== Input

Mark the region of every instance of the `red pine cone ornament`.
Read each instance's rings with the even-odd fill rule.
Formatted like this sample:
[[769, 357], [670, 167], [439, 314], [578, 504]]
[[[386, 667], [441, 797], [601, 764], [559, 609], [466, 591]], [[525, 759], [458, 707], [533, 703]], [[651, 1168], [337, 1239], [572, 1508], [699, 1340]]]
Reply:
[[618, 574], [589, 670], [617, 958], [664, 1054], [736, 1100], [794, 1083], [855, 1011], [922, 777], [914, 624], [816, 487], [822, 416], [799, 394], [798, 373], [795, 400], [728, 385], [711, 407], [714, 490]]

====

What to work on>
From the entries above, extract only the lines running from the one containing "Formatted like this" through the one containing "1508], [699, 1340]]]", inclusive.

Solution to this problem>
Formatted like this sample:
[[769, 357], [670, 167], [439, 314], [578, 504]]
[[[386, 667], [441, 797], [601, 764], [559, 609], [466, 591]], [[525, 759], [458, 707], [533, 703]], [[651, 1168], [337, 1239], [572, 1508], [699, 1340]]]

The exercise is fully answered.